• EXERCISE OBJECTIVE: Copy the rows below, putting "bush" in place of "shrub" and leaving everything else unchanged.
┌─ RECORDED INFORMATION
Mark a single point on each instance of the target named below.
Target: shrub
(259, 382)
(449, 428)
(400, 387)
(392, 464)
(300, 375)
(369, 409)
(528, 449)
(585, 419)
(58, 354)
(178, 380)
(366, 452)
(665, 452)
└─
• SOLUTION TO THIS EXERCISE:
Mark a single point on each instance of the target named below.
Target: bush
(259, 382)
(449, 428)
(400, 387)
(392, 464)
(300, 375)
(369, 409)
(528, 449)
(585, 419)
(58, 354)
(178, 380)
(366, 452)
(665, 452)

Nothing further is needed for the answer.